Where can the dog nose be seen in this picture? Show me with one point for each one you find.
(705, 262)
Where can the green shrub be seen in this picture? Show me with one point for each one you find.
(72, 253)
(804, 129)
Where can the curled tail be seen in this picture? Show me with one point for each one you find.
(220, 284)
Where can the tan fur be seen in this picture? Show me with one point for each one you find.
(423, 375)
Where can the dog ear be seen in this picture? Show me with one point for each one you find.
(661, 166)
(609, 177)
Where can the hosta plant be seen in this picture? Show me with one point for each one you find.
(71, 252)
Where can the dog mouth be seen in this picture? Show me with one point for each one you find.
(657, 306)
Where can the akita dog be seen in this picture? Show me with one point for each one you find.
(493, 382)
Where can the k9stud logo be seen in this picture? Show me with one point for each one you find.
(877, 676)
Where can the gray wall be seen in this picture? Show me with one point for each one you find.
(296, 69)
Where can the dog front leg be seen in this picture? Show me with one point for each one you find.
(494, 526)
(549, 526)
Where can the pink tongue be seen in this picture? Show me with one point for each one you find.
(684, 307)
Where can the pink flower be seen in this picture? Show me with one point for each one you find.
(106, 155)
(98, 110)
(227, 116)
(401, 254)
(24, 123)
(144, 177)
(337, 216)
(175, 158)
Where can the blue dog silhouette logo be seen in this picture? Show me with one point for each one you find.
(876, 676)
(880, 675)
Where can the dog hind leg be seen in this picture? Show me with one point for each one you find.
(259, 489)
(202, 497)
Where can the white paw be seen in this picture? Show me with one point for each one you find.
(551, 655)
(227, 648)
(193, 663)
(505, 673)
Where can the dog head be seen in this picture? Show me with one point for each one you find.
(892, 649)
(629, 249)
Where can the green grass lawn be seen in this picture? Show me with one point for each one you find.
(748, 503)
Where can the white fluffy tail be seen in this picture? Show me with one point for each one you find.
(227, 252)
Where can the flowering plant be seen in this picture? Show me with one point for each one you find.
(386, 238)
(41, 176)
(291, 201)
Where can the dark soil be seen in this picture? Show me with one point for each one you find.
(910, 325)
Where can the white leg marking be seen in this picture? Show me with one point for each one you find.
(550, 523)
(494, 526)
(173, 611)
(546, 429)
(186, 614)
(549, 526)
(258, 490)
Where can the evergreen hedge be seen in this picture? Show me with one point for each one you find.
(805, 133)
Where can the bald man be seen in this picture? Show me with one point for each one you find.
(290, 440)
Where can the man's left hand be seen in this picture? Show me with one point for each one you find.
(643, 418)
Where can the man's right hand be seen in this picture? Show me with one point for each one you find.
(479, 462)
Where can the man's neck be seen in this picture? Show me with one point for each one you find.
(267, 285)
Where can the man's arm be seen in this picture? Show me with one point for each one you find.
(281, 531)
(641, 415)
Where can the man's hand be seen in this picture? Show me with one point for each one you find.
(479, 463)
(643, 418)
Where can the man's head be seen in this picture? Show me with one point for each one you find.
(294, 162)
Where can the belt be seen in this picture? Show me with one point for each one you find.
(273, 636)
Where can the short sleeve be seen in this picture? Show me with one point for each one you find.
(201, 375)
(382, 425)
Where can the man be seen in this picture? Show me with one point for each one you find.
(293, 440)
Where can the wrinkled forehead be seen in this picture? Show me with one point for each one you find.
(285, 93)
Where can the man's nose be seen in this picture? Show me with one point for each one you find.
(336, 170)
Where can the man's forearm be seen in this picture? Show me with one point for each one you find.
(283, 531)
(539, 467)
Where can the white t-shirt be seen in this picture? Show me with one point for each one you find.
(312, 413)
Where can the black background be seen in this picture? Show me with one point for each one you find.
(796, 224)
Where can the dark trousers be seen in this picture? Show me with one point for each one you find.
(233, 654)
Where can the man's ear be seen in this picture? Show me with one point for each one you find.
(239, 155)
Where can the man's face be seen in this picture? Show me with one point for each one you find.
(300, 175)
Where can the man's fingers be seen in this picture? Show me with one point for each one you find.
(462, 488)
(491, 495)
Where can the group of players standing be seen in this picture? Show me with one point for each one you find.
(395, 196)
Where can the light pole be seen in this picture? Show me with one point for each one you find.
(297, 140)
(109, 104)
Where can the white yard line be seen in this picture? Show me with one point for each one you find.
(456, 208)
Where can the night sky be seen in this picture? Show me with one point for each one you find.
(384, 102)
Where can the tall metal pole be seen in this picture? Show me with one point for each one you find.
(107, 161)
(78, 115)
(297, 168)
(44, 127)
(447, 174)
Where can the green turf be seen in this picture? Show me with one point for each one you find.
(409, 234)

────────

▶ Task prompt
Quote every line from the line containing "Where can the white t-shirt" through the closing line of the listing, including both.

▶ Answer to this task
Where can the white t-shirt be seen in this picture? Show me with one point for each one you find.
(312, 413)
Where can the black background be seen in this picture? Show me with one point for each one you find.
(796, 224)
Where can the dark trousers be seen in this picture? Show me with one point for each one you find.
(233, 654)
Where can the man's ear be seen in this picture? Show me with one point for each one you find.
(239, 155)
Where can the man's face be seen in this picture? Show me with one point for each one you find.
(300, 175)
Where can the man's fingers be seen in this picture? Show me with one point for each one you find.
(462, 488)
(491, 495)
Where can the group of players standing be seen in this picture? Show me with one point for each one you find.
(395, 196)
Where can the light pole be seen in this picture? Show me with one point for each one you find.
(297, 140)
(109, 104)
Where can the white yard line be seen in this picture? Show me with one point for each one you find.
(456, 208)
Where can the night sky be seen in this picture? Show me with one point for each one you find.
(384, 102)
Where can the tall metal pole be seen in this picture? Show me with one point for each one you find.
(107, 161)
(78, 115)
(297, 168)
(44, 127)
(447, 174)
Where can the green turf be seen in this picture? Show me with one point for each one you find.
(409, 234)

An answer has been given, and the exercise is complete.